■ EXERCISE
Only the lines from the line holding "of the green" to the last line should be output, each exactly as given.

[Data entries]

——————————

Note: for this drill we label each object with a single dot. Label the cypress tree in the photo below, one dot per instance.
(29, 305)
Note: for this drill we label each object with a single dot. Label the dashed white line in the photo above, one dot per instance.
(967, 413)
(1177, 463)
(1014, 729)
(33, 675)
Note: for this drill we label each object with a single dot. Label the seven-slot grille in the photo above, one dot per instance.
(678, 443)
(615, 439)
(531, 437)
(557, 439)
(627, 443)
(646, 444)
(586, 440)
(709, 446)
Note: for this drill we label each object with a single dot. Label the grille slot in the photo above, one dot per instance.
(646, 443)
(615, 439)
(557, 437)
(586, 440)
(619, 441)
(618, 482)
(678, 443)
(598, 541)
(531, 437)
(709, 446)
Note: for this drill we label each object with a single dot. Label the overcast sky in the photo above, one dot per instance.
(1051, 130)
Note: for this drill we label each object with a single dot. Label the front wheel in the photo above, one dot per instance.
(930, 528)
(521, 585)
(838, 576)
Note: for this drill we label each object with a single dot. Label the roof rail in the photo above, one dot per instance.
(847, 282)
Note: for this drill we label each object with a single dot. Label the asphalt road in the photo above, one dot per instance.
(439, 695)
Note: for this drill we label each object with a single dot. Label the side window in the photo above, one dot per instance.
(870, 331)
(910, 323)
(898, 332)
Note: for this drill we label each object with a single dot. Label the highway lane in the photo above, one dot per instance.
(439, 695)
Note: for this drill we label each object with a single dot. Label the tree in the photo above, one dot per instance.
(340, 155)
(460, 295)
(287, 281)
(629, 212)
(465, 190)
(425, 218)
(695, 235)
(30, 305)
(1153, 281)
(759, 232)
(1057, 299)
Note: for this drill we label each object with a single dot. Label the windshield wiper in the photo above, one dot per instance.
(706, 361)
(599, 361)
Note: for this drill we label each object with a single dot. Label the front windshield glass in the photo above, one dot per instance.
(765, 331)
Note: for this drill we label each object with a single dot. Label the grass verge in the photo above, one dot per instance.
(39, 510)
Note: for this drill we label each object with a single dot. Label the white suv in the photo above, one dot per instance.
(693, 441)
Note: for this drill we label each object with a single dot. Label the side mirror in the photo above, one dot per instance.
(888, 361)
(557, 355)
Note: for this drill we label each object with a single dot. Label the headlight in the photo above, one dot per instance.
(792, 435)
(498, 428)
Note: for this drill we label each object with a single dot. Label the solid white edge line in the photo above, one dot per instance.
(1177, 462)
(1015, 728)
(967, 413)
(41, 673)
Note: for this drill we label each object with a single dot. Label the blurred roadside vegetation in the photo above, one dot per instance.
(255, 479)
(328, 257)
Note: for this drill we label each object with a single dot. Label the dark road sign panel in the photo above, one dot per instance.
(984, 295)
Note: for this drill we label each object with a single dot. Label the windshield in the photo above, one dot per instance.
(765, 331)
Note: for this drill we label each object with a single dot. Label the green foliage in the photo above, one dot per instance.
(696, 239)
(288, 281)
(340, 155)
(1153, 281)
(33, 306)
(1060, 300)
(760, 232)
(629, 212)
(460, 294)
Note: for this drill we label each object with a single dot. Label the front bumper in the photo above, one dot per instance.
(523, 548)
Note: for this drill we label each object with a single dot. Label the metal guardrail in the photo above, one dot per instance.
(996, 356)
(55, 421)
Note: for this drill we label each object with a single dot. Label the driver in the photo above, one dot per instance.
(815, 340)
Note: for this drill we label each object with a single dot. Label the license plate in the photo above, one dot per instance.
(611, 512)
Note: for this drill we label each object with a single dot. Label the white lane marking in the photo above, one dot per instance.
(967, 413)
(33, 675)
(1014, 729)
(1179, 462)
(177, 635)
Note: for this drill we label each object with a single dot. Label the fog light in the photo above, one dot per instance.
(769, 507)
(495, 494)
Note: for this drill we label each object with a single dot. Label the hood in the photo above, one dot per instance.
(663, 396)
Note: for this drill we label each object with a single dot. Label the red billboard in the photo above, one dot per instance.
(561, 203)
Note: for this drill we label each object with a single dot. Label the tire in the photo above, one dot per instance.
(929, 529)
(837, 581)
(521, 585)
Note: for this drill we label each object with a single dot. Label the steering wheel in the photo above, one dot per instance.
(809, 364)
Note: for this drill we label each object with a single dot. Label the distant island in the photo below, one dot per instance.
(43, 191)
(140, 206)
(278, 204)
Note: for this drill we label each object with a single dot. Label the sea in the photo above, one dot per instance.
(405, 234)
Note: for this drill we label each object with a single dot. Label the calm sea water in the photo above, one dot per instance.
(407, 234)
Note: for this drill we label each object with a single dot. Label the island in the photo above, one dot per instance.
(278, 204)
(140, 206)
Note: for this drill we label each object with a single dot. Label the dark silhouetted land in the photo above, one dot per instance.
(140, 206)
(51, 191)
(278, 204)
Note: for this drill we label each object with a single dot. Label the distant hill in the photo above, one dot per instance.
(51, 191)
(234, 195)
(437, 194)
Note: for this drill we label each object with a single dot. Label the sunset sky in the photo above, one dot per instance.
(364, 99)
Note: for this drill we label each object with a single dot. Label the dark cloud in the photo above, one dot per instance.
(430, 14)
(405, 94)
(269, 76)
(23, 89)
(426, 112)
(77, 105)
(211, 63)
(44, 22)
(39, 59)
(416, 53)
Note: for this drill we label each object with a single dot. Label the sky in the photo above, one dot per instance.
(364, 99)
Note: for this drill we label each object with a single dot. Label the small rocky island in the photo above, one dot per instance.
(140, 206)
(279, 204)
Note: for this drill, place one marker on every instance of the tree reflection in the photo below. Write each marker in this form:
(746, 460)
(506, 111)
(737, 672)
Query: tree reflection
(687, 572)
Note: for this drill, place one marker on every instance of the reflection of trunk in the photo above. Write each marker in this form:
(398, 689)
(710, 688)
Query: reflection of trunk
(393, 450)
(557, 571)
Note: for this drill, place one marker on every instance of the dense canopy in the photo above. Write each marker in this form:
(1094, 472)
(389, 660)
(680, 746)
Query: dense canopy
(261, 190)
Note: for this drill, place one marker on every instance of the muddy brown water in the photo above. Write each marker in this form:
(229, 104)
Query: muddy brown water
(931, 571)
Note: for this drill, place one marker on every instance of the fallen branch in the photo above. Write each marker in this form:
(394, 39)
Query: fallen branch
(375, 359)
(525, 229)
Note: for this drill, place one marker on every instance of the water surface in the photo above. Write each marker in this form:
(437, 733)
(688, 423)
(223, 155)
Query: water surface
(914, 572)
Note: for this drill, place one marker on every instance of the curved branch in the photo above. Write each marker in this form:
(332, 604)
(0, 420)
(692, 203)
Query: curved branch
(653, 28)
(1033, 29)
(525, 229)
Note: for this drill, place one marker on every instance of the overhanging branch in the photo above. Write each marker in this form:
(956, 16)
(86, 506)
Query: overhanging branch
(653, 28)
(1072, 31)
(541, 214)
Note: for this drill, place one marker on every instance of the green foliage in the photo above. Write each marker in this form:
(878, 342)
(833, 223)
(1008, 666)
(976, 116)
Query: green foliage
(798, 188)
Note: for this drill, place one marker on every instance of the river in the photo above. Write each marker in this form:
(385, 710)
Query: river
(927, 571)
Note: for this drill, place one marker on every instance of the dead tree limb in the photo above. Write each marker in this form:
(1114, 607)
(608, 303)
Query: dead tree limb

——————————

■ WORKED ANSWER
Note: for this drill, place one marker on every instance of the green foliage in the photo above. Write each marker in this form:
(878, 342)
(833, 223)
(1008, 666)
(976, 116)
Query: green foliage
(798, 188)
Note: for this drill, place one marker on every instance of the river in the photo above. Write each marker in this form:
(385, 710)
Query: river
(927, 571)
Note: for this drill, place one marker on every instance of the dead tree limb in the photo above. Write each marker in this form:
(1114, 607)
(608, 303)
Query: dead tree limb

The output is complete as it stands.